## Study material
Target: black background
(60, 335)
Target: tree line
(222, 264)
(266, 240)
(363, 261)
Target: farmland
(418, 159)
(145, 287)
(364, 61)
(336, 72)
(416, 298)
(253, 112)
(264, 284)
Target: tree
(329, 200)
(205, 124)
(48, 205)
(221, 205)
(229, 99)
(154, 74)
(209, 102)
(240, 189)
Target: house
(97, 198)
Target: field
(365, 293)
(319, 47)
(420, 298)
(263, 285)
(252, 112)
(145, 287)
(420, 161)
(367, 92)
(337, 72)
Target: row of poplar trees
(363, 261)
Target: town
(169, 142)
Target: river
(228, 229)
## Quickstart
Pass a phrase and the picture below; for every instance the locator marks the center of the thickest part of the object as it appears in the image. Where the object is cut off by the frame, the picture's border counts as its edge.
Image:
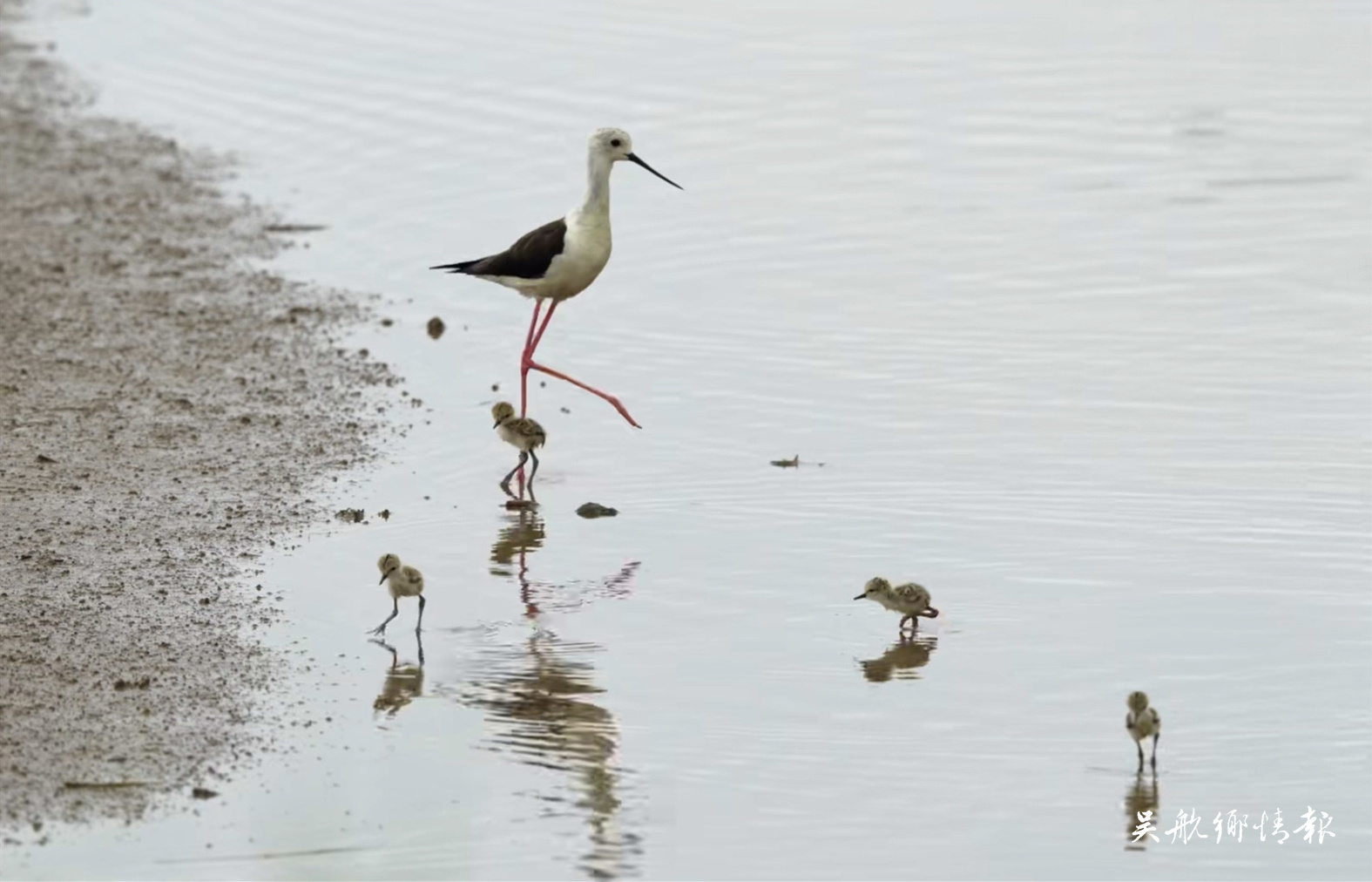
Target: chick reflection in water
(1140, 810)
(537, 697)
(522, 534)
(902, 660)
(403, 682)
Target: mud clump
(139, 329)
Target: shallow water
(1071, 305)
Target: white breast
(585, 254)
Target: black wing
(527, 258)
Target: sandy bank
(165, 409)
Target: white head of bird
(611, 146)
(403, 580)
(503, 411)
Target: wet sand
(166, 409)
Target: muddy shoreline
(167, 410)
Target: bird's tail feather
(461, 267)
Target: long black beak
(637, 160)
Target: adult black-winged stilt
(560, 260)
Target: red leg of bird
(613, 401)
(523, 377)
(524, 356)
(531, 365)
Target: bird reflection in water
(523, 533)
(902, 660)
(1140, 797)
(403, 682)
(538, 697)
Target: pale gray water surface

## What is needed
Repeat exactly the lines in the entries from the one containing "Target: house" to the final line, inclusive, and nothing beyond them; skip pictures.

## Task solution
Target: house
(97, 198)
Target: field
(365, 293)
(319, 47)
(420, 298)
(263, 285)
(252, 112)
(145, 287)
(420, 161)
(367, 92)
(337, 72)
Target: row of poplar trees
(363, 261)
Target: town
(169, 142)
Target: river
(228, 229)
## Quickstart
Pass a phrase and the picture below; for every instance the locator marks the center of the thickest part of the object as it appears in the image. Where the object is cut off by the frame, the picture's border counts as its edge.
Image:
Target: chick reflection in water
(1140, 810)
(537, 697)
(522, 534)
(902, 660)
(403, 682)
Target: mud clump
(139, 329)
Target: shallow water
(1071, 305)
Target: white breast
(585, 254)
Target: black wing
(527, 258)
Target: sandy bank
(165, 409)
Target: white head of bird
(611, 146)
(403, 580)
(503, 411)
Target: wet sand
(166, 409)
Target: muddy shoreline
(167, 410)
Target: bird's tail feather
(461, 267)
Target: long black beak
(637, 160)
Target: adult black-winged stilt
(560, 260)
Target: red leg of bird
(613, 401)
(523, 377)
(524, 356)
(531, 365)
Target: bird reflection in water
(523, 533)
(902, 660)
(1140, 797)
(403, 682)
(538, 697)
Target: pale gray water surface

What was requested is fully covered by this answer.